### What the task requires
Return every line of the items below that contains the string "pillar", matching case exactly.

### Rows

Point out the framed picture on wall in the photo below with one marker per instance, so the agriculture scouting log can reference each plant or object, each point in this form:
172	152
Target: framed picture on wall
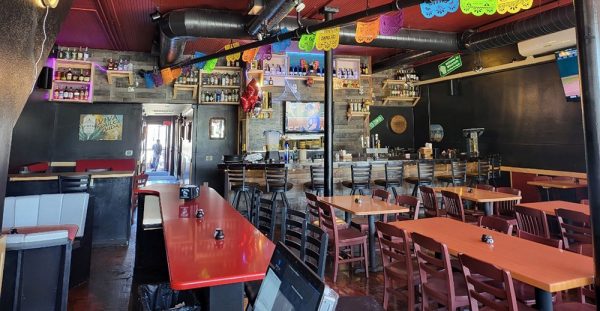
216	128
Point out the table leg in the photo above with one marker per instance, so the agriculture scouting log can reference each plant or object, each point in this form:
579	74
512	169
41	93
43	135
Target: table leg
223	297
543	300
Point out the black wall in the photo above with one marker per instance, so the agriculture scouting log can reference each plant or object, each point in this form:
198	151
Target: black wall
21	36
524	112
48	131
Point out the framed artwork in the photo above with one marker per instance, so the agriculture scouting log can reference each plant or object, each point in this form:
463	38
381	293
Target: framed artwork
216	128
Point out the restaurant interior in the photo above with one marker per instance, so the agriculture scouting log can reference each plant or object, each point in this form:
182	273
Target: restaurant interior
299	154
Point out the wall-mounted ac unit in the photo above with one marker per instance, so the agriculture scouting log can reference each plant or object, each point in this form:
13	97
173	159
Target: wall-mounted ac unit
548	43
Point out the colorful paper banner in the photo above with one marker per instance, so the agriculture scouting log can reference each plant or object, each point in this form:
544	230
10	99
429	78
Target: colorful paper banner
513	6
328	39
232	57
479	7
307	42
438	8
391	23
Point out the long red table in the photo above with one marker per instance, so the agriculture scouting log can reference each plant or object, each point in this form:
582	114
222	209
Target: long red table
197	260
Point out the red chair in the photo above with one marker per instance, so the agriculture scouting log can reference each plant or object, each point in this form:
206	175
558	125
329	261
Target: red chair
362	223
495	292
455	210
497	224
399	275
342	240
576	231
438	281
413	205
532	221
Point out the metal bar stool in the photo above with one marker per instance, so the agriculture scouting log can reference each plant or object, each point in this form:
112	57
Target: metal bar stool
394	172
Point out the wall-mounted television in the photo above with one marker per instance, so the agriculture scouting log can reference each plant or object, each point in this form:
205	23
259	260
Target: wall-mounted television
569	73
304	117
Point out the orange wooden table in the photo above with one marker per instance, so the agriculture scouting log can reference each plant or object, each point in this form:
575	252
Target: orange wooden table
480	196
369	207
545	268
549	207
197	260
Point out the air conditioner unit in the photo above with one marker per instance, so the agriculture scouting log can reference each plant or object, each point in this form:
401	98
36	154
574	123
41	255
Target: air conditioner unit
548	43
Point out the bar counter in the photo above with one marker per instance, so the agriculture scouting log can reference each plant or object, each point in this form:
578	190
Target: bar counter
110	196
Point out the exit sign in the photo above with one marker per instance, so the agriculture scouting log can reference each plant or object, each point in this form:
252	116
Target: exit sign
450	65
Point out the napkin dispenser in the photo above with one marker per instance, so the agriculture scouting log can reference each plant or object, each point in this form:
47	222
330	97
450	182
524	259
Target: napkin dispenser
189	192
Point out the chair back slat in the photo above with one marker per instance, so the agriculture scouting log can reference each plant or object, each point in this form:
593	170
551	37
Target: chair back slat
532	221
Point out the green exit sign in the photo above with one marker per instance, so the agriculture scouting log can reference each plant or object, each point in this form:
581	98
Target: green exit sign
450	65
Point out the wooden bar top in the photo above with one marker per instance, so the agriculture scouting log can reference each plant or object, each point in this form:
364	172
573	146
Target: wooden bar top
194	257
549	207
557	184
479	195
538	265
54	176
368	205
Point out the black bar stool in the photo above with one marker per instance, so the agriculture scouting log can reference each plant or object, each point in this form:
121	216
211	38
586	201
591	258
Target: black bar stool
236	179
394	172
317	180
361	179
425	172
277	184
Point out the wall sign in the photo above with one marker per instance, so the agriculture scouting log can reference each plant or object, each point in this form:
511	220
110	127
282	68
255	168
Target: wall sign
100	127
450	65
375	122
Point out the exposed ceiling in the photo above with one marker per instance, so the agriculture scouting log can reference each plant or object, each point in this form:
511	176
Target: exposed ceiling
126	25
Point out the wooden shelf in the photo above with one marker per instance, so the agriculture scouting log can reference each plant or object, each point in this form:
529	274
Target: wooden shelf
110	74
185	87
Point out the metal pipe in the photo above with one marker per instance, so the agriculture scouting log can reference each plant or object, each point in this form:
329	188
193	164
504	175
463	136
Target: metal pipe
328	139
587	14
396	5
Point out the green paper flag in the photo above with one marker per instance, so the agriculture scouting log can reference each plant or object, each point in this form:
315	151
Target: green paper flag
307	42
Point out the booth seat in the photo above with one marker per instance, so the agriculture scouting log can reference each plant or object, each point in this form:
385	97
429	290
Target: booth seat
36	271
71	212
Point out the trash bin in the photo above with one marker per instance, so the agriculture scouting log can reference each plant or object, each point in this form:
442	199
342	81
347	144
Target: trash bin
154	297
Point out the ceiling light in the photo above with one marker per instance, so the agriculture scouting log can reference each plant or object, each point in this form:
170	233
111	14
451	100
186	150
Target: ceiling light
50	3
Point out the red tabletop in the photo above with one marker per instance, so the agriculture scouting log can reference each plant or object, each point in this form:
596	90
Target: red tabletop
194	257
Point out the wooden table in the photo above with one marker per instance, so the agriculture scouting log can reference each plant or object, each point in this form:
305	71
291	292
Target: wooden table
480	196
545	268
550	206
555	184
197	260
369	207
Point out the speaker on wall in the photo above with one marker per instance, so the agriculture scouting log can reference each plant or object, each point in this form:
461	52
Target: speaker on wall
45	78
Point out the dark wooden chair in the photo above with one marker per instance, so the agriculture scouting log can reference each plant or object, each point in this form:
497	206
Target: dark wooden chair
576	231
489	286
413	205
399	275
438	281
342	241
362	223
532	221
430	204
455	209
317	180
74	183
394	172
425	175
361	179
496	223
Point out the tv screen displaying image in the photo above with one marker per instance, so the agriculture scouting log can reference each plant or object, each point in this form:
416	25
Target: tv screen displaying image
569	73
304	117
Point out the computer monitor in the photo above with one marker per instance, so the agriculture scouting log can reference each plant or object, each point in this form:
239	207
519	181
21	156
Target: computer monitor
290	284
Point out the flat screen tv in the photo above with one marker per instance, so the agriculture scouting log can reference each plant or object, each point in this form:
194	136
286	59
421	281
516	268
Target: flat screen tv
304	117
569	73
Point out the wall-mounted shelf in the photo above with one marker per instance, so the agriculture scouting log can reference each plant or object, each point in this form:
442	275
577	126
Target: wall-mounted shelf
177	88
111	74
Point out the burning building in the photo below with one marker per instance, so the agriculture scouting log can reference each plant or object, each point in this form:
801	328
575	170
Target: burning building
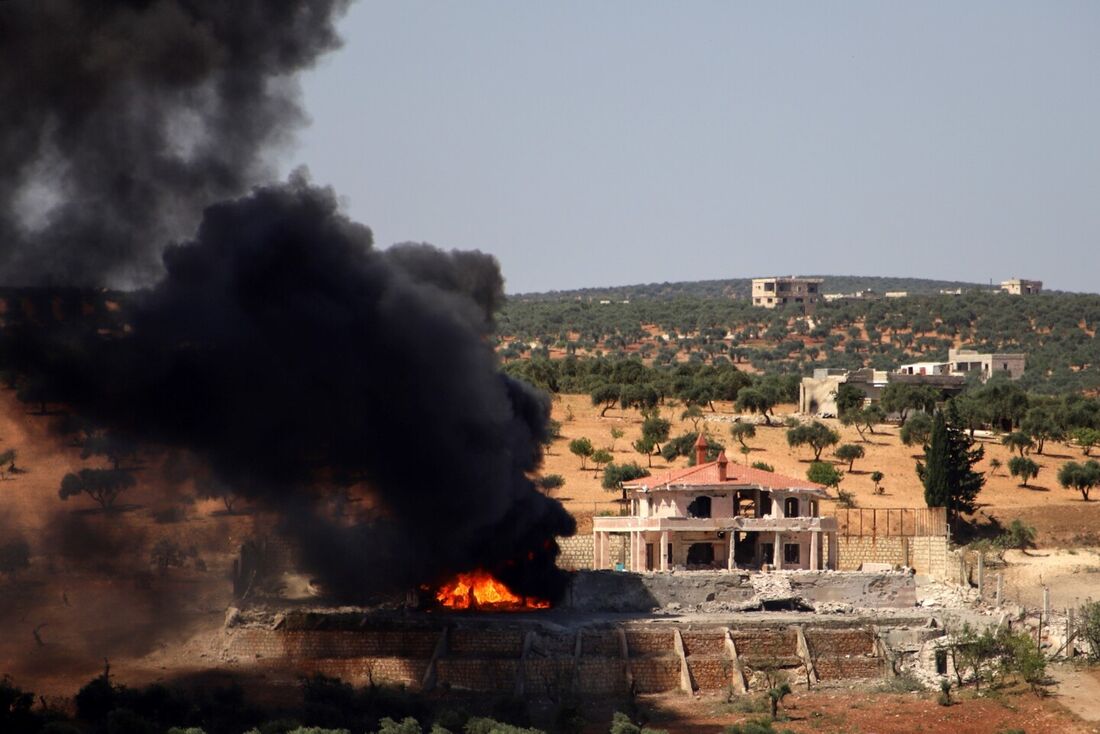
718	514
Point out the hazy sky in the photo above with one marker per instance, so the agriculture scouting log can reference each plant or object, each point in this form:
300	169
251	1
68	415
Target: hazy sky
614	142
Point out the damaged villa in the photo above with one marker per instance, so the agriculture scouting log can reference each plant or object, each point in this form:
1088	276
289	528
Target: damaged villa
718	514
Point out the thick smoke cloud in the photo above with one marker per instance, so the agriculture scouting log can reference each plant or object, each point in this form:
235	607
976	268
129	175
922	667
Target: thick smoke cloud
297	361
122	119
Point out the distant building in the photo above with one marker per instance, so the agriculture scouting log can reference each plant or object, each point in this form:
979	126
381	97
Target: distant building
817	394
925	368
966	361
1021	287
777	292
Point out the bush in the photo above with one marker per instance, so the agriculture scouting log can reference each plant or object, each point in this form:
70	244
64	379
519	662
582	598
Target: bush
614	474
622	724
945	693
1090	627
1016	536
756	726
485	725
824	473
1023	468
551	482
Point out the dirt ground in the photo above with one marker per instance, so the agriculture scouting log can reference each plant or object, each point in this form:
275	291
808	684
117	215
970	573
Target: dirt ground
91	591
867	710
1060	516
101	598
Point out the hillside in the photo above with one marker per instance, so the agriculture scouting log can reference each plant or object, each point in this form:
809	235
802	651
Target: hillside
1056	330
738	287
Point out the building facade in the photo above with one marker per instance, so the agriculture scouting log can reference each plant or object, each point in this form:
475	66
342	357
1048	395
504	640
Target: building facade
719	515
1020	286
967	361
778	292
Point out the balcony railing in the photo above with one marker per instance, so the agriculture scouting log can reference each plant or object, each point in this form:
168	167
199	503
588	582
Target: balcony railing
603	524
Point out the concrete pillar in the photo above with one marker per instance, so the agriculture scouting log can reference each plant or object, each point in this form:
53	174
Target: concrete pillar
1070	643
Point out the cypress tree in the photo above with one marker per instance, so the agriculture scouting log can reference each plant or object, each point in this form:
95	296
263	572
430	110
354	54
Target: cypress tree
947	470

---

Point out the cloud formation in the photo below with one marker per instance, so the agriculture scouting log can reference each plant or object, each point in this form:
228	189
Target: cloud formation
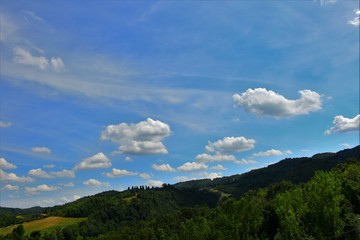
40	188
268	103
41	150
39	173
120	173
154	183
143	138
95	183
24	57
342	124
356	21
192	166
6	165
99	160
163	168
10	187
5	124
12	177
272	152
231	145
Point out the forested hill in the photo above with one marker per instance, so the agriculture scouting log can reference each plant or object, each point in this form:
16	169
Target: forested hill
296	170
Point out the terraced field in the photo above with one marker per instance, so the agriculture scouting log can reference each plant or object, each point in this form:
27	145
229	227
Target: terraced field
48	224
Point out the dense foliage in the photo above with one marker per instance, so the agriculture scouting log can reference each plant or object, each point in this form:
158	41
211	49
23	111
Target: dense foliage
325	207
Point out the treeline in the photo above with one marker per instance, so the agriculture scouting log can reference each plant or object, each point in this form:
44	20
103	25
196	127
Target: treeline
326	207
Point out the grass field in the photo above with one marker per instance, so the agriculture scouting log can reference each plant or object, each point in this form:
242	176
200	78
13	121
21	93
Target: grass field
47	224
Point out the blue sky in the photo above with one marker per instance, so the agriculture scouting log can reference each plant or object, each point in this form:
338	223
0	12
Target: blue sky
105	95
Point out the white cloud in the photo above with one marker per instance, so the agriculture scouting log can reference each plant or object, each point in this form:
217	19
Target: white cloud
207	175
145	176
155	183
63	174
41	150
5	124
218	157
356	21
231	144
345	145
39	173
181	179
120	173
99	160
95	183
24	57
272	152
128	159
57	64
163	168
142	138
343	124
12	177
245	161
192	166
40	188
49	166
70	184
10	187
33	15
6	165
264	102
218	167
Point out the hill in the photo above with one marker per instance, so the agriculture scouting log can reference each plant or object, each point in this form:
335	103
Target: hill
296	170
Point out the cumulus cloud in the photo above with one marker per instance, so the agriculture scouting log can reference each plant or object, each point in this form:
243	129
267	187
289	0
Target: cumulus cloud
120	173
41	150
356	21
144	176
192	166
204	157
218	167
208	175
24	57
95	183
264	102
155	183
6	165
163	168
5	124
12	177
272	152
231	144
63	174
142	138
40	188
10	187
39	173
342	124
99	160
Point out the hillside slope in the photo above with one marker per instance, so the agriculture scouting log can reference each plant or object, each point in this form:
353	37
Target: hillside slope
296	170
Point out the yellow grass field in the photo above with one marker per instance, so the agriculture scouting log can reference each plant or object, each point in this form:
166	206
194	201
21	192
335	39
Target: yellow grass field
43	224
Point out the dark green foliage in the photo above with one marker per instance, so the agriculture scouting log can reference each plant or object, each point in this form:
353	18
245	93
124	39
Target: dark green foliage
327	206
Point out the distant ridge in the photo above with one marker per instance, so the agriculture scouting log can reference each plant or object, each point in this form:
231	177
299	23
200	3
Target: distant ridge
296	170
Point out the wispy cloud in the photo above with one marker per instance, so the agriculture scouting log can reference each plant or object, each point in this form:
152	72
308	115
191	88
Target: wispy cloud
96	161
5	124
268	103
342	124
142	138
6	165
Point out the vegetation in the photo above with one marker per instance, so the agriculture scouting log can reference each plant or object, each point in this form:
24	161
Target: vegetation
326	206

==

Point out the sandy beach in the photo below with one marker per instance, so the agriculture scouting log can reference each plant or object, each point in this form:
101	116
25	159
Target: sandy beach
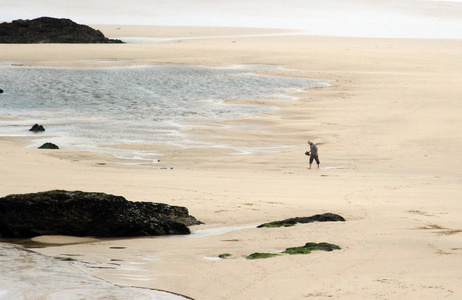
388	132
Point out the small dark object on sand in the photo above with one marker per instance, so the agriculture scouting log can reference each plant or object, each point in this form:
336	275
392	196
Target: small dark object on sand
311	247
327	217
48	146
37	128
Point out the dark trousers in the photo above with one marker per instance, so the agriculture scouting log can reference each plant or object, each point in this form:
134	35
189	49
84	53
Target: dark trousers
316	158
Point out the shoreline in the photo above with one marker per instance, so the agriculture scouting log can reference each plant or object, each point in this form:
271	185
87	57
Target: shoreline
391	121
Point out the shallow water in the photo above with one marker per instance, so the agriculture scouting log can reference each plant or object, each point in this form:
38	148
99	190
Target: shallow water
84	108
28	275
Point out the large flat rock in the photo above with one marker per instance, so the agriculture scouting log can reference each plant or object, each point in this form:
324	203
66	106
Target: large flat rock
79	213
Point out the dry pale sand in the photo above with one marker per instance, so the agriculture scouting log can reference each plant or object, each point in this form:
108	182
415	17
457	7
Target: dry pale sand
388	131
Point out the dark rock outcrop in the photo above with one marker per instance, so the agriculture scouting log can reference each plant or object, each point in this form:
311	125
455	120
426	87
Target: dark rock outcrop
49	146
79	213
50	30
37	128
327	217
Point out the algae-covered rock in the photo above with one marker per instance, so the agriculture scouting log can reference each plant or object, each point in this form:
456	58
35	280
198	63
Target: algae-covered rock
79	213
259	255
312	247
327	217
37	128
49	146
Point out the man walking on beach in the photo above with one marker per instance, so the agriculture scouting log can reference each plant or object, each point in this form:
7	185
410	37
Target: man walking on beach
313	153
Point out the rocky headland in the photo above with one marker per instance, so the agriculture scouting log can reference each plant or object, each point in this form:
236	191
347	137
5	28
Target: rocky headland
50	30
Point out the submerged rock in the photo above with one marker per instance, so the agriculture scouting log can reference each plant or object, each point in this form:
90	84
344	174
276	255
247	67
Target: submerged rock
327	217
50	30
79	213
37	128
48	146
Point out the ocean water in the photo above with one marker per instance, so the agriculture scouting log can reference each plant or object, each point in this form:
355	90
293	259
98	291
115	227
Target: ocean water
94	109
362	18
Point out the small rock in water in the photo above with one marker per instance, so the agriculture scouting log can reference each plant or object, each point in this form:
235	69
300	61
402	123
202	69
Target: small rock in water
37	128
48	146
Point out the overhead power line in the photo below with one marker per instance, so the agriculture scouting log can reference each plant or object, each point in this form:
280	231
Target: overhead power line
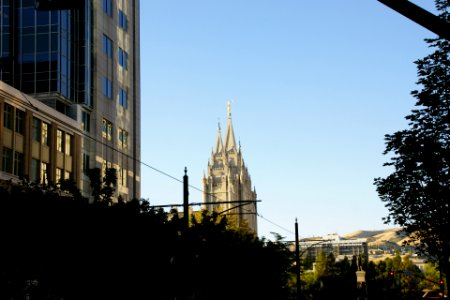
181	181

### Output of the task
Point out the concrete pillar in the photo above with one marker per instance, so the agriculture scouting log can reference each plant or object, each point in this form:
Target: concrete pillar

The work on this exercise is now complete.